[Saved entries]
= Beginning of Section =

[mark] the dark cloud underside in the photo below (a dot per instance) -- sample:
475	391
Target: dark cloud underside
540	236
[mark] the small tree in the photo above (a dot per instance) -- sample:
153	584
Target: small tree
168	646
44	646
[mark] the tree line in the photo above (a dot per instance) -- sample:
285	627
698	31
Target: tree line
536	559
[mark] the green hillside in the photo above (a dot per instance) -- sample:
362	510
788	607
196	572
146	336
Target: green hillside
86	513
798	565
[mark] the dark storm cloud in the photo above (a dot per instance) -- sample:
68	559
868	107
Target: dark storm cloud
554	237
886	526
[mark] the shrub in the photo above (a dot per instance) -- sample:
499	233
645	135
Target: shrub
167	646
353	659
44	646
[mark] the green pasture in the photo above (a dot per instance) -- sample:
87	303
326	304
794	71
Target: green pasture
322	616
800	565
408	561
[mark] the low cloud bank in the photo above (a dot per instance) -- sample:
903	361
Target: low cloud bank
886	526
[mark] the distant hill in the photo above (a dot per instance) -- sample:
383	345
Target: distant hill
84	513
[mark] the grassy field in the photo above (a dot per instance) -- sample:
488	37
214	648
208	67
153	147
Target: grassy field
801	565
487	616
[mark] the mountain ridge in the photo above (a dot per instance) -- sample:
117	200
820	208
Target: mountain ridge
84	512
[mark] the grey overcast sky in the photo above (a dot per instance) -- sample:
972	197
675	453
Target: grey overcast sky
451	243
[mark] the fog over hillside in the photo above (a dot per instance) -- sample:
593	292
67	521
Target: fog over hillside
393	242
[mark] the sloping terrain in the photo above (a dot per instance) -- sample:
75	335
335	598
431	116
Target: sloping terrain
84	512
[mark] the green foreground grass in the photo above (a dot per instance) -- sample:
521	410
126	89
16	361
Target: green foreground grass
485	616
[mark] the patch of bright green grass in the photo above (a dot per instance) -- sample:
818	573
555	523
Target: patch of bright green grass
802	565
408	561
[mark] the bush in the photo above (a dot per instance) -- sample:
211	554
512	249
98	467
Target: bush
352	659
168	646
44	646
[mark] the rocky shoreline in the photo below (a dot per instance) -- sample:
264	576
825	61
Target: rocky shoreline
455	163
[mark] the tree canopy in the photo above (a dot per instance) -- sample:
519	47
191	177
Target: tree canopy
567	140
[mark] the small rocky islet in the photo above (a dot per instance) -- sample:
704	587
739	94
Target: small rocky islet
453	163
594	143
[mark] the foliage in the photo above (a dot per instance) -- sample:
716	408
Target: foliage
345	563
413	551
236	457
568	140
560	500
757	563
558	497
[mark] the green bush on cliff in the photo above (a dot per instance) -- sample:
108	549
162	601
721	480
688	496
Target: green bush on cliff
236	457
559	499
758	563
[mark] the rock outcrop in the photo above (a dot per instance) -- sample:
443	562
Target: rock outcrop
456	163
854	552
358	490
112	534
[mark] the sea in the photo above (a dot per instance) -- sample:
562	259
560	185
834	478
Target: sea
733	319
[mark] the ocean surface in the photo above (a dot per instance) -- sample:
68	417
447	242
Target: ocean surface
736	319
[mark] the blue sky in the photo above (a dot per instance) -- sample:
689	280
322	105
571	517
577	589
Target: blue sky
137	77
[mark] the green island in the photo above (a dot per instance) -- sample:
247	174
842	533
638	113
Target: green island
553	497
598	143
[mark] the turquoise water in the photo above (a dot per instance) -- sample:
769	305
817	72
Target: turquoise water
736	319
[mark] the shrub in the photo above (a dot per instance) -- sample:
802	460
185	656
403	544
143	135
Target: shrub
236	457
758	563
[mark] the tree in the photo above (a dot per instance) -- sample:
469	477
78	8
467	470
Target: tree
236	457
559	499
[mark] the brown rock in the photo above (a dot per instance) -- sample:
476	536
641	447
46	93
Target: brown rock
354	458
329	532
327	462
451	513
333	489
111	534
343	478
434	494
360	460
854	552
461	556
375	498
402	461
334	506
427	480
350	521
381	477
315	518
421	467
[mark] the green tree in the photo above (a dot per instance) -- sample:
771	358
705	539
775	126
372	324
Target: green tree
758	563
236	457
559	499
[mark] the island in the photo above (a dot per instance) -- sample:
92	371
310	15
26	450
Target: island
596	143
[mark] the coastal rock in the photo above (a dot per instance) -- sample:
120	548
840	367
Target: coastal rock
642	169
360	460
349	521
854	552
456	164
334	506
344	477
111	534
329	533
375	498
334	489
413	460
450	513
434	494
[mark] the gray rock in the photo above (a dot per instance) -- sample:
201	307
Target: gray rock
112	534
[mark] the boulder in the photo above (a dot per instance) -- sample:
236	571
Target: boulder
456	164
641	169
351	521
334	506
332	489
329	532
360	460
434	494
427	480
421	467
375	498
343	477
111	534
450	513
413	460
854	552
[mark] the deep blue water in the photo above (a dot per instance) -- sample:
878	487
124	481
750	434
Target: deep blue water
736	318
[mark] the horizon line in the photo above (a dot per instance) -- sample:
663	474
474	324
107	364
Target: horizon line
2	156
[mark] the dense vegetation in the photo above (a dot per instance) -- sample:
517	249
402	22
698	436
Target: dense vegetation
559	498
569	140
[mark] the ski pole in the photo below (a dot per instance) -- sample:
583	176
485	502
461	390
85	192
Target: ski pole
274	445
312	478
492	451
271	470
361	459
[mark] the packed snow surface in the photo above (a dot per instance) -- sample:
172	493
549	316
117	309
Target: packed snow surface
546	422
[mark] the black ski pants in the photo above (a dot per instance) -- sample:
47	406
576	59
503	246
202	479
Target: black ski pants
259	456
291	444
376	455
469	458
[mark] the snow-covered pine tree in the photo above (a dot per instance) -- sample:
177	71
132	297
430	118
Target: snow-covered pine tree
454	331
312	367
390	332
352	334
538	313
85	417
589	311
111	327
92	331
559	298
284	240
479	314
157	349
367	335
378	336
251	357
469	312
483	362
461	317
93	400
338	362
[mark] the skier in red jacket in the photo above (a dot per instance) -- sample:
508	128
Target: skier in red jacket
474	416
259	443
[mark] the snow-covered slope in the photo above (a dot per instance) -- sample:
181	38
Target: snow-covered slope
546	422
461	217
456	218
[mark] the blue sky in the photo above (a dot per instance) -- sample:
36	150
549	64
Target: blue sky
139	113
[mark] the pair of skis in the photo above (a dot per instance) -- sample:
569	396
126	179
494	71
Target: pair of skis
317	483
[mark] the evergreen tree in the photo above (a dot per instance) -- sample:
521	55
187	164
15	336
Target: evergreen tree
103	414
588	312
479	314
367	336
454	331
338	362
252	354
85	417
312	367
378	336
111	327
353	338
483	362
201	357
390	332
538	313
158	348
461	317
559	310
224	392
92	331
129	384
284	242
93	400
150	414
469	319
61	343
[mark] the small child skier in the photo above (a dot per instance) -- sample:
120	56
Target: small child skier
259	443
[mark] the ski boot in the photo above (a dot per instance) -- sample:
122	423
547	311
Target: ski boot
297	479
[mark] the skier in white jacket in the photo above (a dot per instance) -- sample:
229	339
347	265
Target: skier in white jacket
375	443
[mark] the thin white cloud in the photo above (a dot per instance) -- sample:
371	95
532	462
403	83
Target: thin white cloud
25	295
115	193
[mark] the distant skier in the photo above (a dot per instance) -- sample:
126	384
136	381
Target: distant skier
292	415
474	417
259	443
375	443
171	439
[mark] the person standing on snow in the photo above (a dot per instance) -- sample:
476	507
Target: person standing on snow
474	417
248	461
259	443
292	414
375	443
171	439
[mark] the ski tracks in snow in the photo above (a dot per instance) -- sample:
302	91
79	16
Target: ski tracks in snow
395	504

= End of Section =

> [Required action] In the records above, which lines hold the string "below"? Copy each one.

> [Answer area]
[mark] the dark cloud underside in the photo below (a dot per instance) -- sample:
[mark] the rocky shoreline in the photo below (a dot per instance) -- sample:
[mark] the ski pole in the photo below (a dot per instance) -- sample:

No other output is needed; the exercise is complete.